▸ TRECHO FORNECIDO

É claro que há situações especiais, em que o mercado é
pouco competitivo ou que os possíveis fornecedores demonstram desinteresse em
participar da licitação. Nesse tipo de situação, que constitui uma exceção à
regra geral e precisa ser demonstrada no processo administrativo de licitação,
não se precisará repetir o convite. É o que dispõe o art. 22, § 7º da Lei nº
8.666/93.
Criticando
o referido mandamento da egrégia Corte de Contas da União, assevera o jurista Marçal Justen Filho:
A inexistência de, no mínimo, três potenciais
interessados ou não-comparecimento de licitantes em tal número não se constitui
em causa de invalidação do procedimento licitatório não obstante a insistência
dos Tribunais de Contas em adotar a interpretação distinta. Mas a Administração
deverá justificar, por escrito, a ocorrência.
Não é compatível
com a Lei
o argumento de que
o número mínimo
de três deverá ser
apurado em relação
às propostas válidas. Alguns têm afirmado que ,
inexistindo número igual
ou superior
a três propostas
válidas, a licitação deverá ser repetida. Ou
seja, o problema não
seria de dirigir o convite
para três licitantes , mas
de ser por ela
atendido (2012, p. 298).

▸ PROBLEMAS A RESOLVER
(A) Responda com base no trecho sobre licitação:
(i) Que dispositivo legal determina que o convite não precisará ser repetido?
(ii) Qual jurista é citado criticando o mandamento da Corte de Contas da União?
(iii) Segundo a citação, o que a Administração deverá fazer diante da ocorrência?
(B) Indique se cada afirmação concorda com o trecho sobre licitação:
(i) Nas situações de exceção, o convite precisará ser repetido.
(ii) Para o jurista citado, a falta de três interessados não invalida o procedimento licitatório.
(iii) O jurista considera compatível com a Lei apurar o mínimo de três em relação às propostas válidas.
(C) Prossiga com o trecho sobre licitação a partir da última frase apresentada.

(Dados armazenados)

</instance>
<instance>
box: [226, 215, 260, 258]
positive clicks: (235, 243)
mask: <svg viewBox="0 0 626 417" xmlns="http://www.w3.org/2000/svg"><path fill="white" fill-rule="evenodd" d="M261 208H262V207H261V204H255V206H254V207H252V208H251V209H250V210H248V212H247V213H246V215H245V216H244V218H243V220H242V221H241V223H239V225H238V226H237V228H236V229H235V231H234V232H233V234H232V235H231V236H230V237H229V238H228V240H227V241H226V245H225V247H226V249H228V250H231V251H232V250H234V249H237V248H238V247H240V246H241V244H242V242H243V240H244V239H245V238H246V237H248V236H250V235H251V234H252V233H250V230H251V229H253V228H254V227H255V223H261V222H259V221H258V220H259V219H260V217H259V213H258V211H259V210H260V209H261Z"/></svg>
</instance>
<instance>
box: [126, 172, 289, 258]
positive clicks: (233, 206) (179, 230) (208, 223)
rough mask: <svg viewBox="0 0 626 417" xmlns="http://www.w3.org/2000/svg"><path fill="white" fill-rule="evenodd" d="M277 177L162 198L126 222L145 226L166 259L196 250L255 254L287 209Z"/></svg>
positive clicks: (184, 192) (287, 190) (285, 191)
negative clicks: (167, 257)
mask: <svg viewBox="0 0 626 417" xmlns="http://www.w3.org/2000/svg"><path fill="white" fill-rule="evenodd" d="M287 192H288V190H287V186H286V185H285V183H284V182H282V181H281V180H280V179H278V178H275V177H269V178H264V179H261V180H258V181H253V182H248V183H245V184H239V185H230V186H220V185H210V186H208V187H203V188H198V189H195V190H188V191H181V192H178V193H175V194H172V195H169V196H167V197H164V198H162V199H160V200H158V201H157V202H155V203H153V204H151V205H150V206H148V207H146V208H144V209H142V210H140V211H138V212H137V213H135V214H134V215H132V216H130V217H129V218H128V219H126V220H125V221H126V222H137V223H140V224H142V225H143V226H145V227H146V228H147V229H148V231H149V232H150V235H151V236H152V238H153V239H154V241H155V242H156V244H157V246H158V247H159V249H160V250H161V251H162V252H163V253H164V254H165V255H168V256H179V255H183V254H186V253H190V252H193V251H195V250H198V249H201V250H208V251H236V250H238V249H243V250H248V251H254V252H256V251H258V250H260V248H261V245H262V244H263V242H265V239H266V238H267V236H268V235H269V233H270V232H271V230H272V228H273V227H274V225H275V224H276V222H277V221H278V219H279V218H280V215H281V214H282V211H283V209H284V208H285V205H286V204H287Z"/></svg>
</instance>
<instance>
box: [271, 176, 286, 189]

▸ RESPOSTAS DO EXERCÍCIO
(A)
(i) O art. 22, § 7º da Lei nº 8.666/93.
(ii) Marçal Justen Filho.
(iii) Deverá justificar a ocorrência por escrito.

(B)
(i) Não: "não se precisará repetir o convite."
(ii) Sim: "não se constitui em causa de invalidação do procedimento licitatório"
(iii) Não: "Não é compatível com a Lei o argumento de que o número mínimo de três deverá ser apurado em relação às propostas válidas."

(C)
Desta feita, não obstante o entendimento do TCU, o fato de
apenas um licitante comparecer ao
certame processado por convite, ou eventualmente
somente uma das empresas
participantes lograr êxito na fase habilitatória (se existente) ou
de classificação e julgamento das propostas (número
de propostas válidas inferior a três ),
por si
só , não
implicará a necessidade de sua renovação, estando, pois ,
a Administração promotora do certame licitatório legitimada a dar
continuidade aos expedientes
licitatórios, desde que
justificada a ocorrência.
6- Momento da verificação da presença de um licitante
6.1
Sessão pública de abertura da licitação
Mesmo a
Administração promotora da licitação observando estritamente os ditames fixados
no Estatuto Federal Licitatório, garantindo, por exemplo, a efetiva publicidade
da competição e a lisura do ato convocatório, no sentido de este ser totalmente
desprovido de qualquer expediente que possa restringir a competitividade do
processo seletivo; grife-se que, na ocasião da abertura da sessão pública do
torneio licitatório, poderá ser observada a presença de apenas um interessado
no local de abertura dos envelopes.
Ressalte-se
que a referida situação pode ter infindáveis motivos; apontam-se dois, já
previstos na própria Lei de Licitações, no § 7º[11]
do art. 22, que permite que a licitação processada por convite prossiga com
menos de três interessados, quais sejam, a limitação
de mercado e o desinteresse de
particulares.
Com
efeito, é de se destacar que foi dada igual oportunidade para todos os
potenciais interessados comparecerem à repartição promotora do certame
licitatório, na data fixada no ato convocatório, munidos dos devidos envelopes.
Desse modo, não poderá a Administração revogar a licitação, sob pena de violar
o princípio da isonomia, já que o único licitante não pode ser punido pelo
desinteresse de outros particulares.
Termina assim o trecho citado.